Requirement ::
Can you transcribe the data exactly? Leave the pictures out.

--- Study material Enclosed Below ---

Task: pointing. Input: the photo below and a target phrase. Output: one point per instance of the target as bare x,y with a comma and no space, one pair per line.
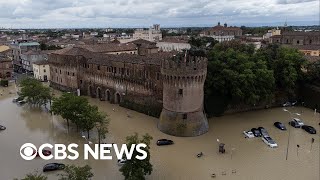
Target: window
185,116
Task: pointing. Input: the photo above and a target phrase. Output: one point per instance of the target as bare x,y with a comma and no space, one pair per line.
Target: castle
165,84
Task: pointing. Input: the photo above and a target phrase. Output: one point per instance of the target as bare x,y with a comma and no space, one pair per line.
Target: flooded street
250,159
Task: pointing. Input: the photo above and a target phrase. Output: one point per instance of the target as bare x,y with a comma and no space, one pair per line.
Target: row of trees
237,73
77,110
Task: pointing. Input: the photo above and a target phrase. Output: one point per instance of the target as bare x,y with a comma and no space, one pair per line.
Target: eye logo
27,151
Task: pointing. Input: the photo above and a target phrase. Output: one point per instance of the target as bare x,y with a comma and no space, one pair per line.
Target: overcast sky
142,13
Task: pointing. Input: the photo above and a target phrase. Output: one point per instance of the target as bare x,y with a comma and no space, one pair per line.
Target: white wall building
152,34
41,70
173,44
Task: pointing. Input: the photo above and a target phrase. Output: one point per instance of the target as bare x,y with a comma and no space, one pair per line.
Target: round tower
183,80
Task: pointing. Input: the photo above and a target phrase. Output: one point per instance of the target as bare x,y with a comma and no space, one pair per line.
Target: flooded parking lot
247,158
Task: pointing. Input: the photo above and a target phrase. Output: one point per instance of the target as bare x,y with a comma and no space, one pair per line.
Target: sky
167,13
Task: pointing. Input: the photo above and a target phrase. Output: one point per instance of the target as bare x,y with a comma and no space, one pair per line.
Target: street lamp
291,115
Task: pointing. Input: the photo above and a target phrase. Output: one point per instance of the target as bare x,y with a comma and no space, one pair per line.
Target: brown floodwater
250,159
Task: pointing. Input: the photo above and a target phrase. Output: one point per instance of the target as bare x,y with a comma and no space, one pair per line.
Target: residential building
152,34
41,70
6,66
19,48
222,33
297,38
30,57
272,32
173,44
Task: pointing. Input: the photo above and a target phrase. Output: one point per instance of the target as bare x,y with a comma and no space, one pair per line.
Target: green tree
76,173
34,176
135,169
287,65
236,75
34,91
70,107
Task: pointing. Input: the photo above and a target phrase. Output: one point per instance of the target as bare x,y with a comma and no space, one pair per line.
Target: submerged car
280,126
294,124
161,142
17,99
22,102
256,132
297,122
53,167
309,129
263,131
2,128
44,152
269,141
248,134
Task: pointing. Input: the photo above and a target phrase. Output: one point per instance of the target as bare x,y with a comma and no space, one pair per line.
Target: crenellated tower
183,80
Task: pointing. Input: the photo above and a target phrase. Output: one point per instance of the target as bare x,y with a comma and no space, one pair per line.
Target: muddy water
251,158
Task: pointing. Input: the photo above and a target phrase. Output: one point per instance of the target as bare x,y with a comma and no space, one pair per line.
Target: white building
272,32
173,44
41,70
152,34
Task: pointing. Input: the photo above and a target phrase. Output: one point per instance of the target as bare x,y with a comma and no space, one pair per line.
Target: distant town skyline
142,13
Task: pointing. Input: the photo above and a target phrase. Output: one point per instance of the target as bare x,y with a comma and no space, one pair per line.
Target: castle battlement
184,65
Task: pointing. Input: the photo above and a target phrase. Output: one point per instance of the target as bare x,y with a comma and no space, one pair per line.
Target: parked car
269,141
17,99
53,167
263,131
22,102
294,124
256,132
44,152
248,134
309,129
2,128
298,121
121,161
161,142
289,103
280,126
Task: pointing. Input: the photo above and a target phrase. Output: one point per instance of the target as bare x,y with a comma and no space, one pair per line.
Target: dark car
53,167
161,142
294,124
2,128
256,132
44,152
263,131
309,129
280,126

--- End of Enclosed Study material ---

Solution to the problem ::
Task: pointing. Input: the photo below and a target phrase. Output: one point per instance of the target as bare x,y with a comma and no space, one pair per line.
Target: window
185,116
Task: pointing. Input: the photo above and a target phrase. Output: one point per instance of the target as bare x,y with a comma and no space, one pair per line.
Target: castle
165,84
Task: pointing. Input: the photo above and a target phrase. Output: one point per instance of the target as bare x,y with a comma and no space, one pair per line.
Target: flooded street
250,159
Task: pointing. Input: the photo above and a target phrase. Output: one point per instance of the target as bare x,y with a comma and no space, one pair per line.
Target: row of trees
237,73
77,110
Task: pointing. Input: the photo above and a target phrase. Output: one point per instance of the target as bare x,y with a comma and no space, one pair per line.
Target: eye logo
27,151
Task: pointing. Input: the photo above and a target phrase. Output: one point per instance of the target as bare x,y with a comma and no space, one pair per line.
Target: overcast sky
142,13
Task: pointing. Input: the photo above and a target phrase. Output: one point per instance of the target as bare x,y with a comma and no space, one pair per line.
Target: white wall building
152,34
41,70
173,44
Task: pointing. Input: the photo above and a target phrase. Output: one point per instance of the target as bare x,y with a comma and no space, one pair per line.
Target: round tower
183,80
Task: pointing. Input: the photo above and a target phrase. Output: one point per instance of the target as bare x,y with a comma and no space, one pair per line.
Target: flooded parking lot
247,158
Task: pointing. Input: the photo above and a target phrase. Output: one point per instance of the target as bare x,y with a comma and no space, one pair per line.
Target: sky
167,13
Task: pointing. Input: the photo above and a target phrase. Output: one point per instance of the target as bare x,y with a comma and no space, one pair per line.
Target: street lamp
291,115
Task: pointing. Input: the photo above and a target phrase. Output: one point per instance of the target as bare x,y with a comma and no space, one pair per line.
Target: brown floodwater
250,159
Task: pointing. Input: the photo above and a target phrase. Output: one point per instance of the target as bare x,y with a comma and no space, one pair per line.
Target: residential building
152,34
41,70
6,66
19,48
222,33
297,38
30,57
272,32
173,44
Task: pointing. Input: the photo above and a target phrase. Output: one point per instance of the target as bare x,y with a comma and no space, one pair per line.
Target: green tree
76,173
34,176
135,169
287,65
236,75
34,91
70,107
Task: pointing. Input: the photo above and a target phrase. Output: one point per instance of the target as bare x,y with a comma and no space, one pair per line.
Target: submerged car
280,126
294,124
161,142
17,99
22,102
256,132
297,122
53,167
309,129
263,131
2,128
44,152
269,141
248,134
Task: pointing. Input: the photo above and a target phrase. Output: one point per instance of the target as bare x,y with a comma and no space, one pair per line.
Target: crenellated tower
183,80
Task: pointing. Input: the photo above and a target phrase. Output: one point per instance of the target as bare x,y with a comma and no space, one pair per line.
Target: muddy water
251,158
Task: pointing. Input: the photo above and a target phrase. Output: one point per instance of the target as bare x,y with a comma and no space, one pair per line.
Target: white building
272,32
173,44
41,70
152,34
Task: pointing. Input: the photo above and a target phrase. Output: one point per instance of the target as bare x,y with a comma and no space, one pair per line.
Target: distant town skyline
142,13
Task: pointing. Input: the photo above and a target phrase. Output: one point per instance of the target as bare x,y with a comma and no space, one pair per line.
Target: castle battlement
184,65
Task: pointing. Input: the photo above and a target phrase. Output: one point per instance of the target as bare x,y with a comma and no space, one pair per line.
Target: parked car
269,141
17,99
53,167
263,131
22,102
294,124
256,132
44,152
248,134
309,129
2,128
298,121
121,161
161,142
289,103
280,126
Task: pointing. Input: the photo above and a target phrase. Output: one point per instance of the target as bare x,y with a comma and no space, one pair per line.
Target: dark car
53,167
161,142
294,124
2,128
256,132
44,152
263,131
309,129
280,126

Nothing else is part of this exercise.